§ EXERCISE DESCRIPTION:
Only one stretch of the records below should be repeated. It starts with the line containing "If you could tag the tent" and goes on through the line containing "If you could tag the tree", exactly as written.

§ INPUT RECORDS:

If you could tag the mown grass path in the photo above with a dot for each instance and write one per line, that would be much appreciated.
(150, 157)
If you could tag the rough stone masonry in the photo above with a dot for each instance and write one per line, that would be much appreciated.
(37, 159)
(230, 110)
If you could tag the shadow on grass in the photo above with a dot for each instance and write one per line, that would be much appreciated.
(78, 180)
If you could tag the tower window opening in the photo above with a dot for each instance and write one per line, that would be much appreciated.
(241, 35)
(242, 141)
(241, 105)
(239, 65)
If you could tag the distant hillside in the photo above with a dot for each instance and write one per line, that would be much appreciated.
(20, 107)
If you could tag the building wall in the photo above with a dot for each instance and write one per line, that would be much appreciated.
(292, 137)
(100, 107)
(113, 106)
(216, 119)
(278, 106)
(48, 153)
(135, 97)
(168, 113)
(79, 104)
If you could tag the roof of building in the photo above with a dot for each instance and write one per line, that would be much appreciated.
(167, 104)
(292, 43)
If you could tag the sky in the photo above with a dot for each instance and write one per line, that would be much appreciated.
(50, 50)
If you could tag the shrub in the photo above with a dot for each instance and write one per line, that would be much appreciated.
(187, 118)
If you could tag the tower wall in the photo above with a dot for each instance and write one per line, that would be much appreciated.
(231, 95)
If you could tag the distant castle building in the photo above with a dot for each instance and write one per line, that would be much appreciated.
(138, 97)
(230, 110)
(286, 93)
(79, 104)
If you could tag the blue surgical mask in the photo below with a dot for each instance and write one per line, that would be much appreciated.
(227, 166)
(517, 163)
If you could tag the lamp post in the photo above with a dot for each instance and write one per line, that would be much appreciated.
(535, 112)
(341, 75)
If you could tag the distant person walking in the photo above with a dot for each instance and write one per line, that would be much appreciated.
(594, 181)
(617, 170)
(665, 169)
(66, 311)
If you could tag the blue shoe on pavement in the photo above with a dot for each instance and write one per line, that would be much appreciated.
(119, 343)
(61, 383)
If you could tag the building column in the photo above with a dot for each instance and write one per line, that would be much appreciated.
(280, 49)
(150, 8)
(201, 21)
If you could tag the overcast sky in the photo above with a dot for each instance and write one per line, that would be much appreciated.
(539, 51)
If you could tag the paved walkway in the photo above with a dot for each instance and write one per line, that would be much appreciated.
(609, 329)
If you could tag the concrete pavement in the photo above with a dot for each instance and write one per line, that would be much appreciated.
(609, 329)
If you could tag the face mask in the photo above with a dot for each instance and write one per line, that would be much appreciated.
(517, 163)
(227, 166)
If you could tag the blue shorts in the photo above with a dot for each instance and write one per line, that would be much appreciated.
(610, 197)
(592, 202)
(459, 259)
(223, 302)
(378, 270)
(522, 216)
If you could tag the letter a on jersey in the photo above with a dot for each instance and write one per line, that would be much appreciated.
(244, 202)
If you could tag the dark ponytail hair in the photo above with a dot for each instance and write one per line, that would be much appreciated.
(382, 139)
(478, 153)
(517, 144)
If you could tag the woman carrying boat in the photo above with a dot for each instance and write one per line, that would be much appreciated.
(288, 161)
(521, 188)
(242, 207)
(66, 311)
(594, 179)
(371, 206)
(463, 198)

* * *

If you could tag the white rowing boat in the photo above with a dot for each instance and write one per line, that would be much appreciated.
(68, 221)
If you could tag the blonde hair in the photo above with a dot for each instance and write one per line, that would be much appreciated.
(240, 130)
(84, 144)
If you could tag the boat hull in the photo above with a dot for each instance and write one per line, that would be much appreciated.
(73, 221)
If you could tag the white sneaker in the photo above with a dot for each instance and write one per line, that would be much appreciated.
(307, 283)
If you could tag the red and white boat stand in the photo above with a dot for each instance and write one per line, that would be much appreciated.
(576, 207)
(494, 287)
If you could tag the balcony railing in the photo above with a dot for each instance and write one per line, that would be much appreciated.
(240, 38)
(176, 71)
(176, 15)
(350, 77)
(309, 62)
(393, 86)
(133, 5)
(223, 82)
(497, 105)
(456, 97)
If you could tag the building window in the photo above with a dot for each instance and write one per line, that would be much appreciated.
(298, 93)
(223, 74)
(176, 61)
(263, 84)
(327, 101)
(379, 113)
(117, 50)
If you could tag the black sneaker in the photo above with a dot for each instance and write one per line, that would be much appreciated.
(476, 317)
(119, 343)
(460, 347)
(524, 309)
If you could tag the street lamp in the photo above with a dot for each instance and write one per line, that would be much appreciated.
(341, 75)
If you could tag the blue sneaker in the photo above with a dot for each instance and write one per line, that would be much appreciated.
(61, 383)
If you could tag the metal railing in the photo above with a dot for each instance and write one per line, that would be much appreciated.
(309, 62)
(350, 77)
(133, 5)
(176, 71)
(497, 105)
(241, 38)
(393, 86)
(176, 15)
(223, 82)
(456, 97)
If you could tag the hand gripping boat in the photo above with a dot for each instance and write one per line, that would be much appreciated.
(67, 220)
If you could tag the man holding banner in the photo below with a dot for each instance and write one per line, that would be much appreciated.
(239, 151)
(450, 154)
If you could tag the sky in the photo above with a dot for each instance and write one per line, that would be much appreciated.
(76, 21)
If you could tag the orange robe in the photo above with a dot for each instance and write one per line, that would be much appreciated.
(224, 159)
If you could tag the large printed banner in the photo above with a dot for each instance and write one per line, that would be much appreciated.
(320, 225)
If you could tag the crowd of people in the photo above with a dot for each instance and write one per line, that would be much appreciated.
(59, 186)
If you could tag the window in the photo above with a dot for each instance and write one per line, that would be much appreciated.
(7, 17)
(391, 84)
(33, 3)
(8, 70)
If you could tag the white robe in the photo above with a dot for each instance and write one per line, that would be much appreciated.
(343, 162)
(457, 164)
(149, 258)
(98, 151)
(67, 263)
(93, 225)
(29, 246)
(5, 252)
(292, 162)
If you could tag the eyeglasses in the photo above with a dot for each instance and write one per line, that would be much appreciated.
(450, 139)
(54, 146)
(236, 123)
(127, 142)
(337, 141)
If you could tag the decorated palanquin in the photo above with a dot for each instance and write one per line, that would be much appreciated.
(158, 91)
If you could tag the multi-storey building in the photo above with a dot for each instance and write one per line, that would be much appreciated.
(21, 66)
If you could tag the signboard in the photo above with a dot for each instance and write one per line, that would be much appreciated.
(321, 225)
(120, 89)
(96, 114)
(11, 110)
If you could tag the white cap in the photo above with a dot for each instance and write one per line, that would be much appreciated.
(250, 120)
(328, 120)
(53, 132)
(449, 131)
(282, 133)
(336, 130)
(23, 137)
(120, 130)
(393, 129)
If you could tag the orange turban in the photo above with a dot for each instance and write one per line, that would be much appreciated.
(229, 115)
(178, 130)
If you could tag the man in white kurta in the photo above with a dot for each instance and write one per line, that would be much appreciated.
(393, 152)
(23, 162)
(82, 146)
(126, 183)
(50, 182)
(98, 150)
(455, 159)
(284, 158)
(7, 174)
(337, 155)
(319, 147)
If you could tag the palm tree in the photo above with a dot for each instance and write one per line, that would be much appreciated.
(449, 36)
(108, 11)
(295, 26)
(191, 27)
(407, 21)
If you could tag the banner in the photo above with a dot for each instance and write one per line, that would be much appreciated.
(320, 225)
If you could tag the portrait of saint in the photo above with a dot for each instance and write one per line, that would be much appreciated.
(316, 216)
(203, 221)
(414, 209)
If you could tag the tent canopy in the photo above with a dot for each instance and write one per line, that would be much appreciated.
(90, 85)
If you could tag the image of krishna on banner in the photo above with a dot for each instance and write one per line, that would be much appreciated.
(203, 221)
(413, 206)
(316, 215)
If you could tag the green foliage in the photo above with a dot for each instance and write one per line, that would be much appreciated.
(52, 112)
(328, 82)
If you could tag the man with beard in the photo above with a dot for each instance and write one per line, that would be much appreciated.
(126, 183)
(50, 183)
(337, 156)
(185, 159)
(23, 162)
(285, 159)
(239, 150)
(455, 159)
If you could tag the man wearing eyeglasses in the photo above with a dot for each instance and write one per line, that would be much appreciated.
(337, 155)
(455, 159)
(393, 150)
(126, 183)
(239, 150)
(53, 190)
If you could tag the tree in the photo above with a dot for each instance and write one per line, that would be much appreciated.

---

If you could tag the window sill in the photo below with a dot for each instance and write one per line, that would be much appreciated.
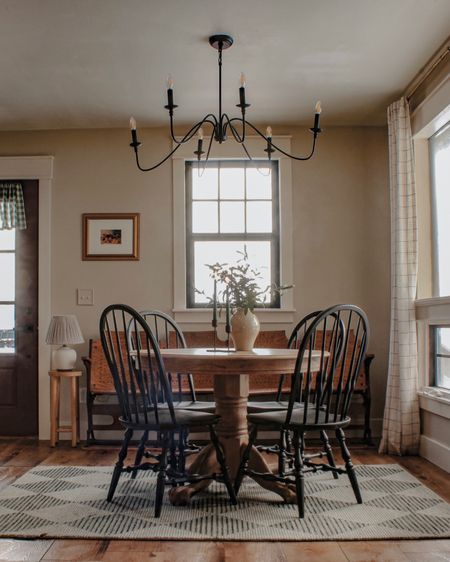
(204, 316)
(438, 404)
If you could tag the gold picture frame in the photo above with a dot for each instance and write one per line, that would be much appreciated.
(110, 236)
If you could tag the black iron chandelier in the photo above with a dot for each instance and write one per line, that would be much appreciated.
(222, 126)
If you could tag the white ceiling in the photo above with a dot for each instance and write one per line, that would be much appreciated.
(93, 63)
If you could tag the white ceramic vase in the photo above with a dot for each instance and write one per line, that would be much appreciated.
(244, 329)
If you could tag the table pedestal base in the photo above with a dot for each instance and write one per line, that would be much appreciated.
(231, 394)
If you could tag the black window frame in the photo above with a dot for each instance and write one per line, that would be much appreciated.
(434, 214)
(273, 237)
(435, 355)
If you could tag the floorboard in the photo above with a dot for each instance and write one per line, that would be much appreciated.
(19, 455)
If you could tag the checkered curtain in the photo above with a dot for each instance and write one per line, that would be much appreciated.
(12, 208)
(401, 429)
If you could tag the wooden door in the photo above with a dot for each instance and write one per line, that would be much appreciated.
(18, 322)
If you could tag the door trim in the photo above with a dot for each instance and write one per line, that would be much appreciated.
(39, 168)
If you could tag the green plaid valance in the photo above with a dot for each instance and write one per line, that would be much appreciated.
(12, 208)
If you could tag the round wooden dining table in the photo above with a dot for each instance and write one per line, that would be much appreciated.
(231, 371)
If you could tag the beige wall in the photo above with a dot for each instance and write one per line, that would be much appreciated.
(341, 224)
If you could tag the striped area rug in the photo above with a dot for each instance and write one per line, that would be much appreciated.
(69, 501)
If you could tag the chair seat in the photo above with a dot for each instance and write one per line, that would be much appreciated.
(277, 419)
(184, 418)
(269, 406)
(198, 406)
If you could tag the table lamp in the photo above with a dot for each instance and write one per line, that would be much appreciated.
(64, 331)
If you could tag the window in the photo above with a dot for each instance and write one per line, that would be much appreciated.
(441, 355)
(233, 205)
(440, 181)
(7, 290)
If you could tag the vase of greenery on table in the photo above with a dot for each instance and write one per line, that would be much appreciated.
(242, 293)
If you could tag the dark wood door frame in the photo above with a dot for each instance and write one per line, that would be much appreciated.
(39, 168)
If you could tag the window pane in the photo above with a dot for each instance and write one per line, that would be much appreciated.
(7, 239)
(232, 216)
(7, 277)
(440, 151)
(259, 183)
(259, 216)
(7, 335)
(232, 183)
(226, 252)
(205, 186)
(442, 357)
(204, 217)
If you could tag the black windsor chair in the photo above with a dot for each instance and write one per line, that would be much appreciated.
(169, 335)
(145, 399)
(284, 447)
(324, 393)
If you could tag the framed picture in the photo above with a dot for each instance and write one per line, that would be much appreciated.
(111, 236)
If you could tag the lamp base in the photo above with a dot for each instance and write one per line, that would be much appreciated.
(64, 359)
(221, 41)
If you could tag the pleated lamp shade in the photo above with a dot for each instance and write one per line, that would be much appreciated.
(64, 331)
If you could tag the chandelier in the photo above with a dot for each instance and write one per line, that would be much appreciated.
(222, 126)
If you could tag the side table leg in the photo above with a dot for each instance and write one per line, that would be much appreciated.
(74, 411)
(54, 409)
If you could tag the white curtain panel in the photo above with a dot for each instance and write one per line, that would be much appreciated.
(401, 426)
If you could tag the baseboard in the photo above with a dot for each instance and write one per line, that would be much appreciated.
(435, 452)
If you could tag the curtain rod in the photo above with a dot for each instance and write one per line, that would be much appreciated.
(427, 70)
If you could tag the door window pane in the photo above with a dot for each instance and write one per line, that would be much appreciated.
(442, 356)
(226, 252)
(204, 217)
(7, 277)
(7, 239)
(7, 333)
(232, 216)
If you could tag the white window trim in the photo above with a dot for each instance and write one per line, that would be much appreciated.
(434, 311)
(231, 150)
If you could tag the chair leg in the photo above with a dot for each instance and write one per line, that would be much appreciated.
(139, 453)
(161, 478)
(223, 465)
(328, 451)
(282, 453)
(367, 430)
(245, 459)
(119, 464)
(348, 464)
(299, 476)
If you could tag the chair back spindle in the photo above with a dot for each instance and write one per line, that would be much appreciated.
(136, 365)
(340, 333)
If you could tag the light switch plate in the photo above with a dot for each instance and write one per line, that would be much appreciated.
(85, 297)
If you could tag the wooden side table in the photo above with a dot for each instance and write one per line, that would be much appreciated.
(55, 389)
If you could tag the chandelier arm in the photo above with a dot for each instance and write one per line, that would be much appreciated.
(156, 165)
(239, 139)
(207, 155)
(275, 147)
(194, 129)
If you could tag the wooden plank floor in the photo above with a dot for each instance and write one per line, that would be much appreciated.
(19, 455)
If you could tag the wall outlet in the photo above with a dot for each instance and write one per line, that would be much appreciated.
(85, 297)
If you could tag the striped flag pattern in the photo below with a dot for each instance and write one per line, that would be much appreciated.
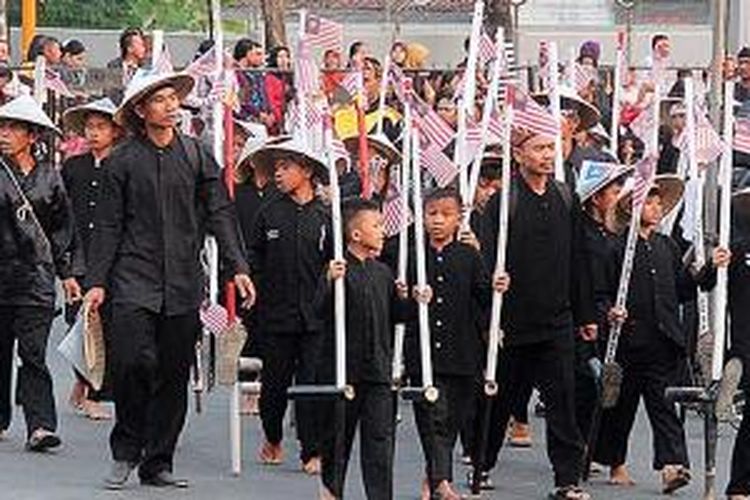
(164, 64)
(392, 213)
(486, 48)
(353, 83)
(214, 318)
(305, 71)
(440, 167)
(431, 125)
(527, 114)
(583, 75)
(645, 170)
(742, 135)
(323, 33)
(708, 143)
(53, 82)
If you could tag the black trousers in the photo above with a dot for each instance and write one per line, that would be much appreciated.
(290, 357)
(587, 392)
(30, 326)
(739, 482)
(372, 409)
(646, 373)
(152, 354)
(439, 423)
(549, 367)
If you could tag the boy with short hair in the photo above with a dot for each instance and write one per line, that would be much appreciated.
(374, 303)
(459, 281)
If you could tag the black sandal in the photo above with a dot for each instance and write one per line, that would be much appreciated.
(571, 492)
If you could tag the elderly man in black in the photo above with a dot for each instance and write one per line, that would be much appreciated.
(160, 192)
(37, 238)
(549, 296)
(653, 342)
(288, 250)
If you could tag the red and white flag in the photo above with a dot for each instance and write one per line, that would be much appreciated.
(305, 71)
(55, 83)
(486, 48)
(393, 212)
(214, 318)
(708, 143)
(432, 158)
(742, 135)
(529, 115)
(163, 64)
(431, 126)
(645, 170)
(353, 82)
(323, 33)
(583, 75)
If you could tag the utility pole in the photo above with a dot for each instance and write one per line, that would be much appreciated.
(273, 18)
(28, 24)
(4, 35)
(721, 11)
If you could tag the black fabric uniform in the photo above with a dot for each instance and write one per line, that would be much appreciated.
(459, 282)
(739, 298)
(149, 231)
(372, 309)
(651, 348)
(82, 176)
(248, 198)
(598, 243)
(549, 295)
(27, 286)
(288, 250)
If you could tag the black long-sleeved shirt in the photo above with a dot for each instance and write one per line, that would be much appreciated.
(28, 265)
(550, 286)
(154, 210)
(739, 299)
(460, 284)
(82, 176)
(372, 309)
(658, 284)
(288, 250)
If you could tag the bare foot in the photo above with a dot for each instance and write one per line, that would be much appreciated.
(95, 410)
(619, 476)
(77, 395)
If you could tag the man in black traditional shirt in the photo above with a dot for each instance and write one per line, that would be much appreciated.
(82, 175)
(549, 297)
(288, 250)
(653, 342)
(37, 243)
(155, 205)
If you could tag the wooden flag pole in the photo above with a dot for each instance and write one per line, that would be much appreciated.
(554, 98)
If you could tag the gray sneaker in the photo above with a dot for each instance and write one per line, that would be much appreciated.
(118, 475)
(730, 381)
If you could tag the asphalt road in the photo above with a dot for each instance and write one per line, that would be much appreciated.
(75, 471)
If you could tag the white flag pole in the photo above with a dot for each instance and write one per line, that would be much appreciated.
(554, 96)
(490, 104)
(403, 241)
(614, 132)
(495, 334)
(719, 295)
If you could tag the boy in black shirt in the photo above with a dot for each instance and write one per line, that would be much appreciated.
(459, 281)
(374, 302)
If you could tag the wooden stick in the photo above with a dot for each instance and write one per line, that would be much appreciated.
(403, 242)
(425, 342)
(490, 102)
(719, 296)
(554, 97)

§ THE ANSWER:
If you could tag the tent canopy in the photo above with a dot for each instance and write one per line, that would be much appreciated.
(90, 85)
If you could tag the image of krishna on banner in the photo above with a dot for each instance and write one per line, that would be much appreciated.
(203, 221)
(413, 206)
(316, 215)
If you could tag the green foliage in the photo above with a dot for each instance and write one per line, that would be much appreciated.
(52, 112)
(328, 82)
If you could tag the man with beard in the photo above with a dot for each instance and write one per line, that would be much appreciated.
(126, 183)
(50, 183)
(337, 156)
(185, 159)
(23, 162)
(285, 159)
(239, 150)
(455, 159)
If you could tag the man wearing eyeglasses in the photo above with a dot for each instance and write one per line, that would be much appreciated.
(337, 155)
(455, 159)
(393, 150)
(126, 183)
(239, 150)
(53, 190)
If you could tag the tree in the photo above with a dot for each instance and write one per line, that would be much appreciated.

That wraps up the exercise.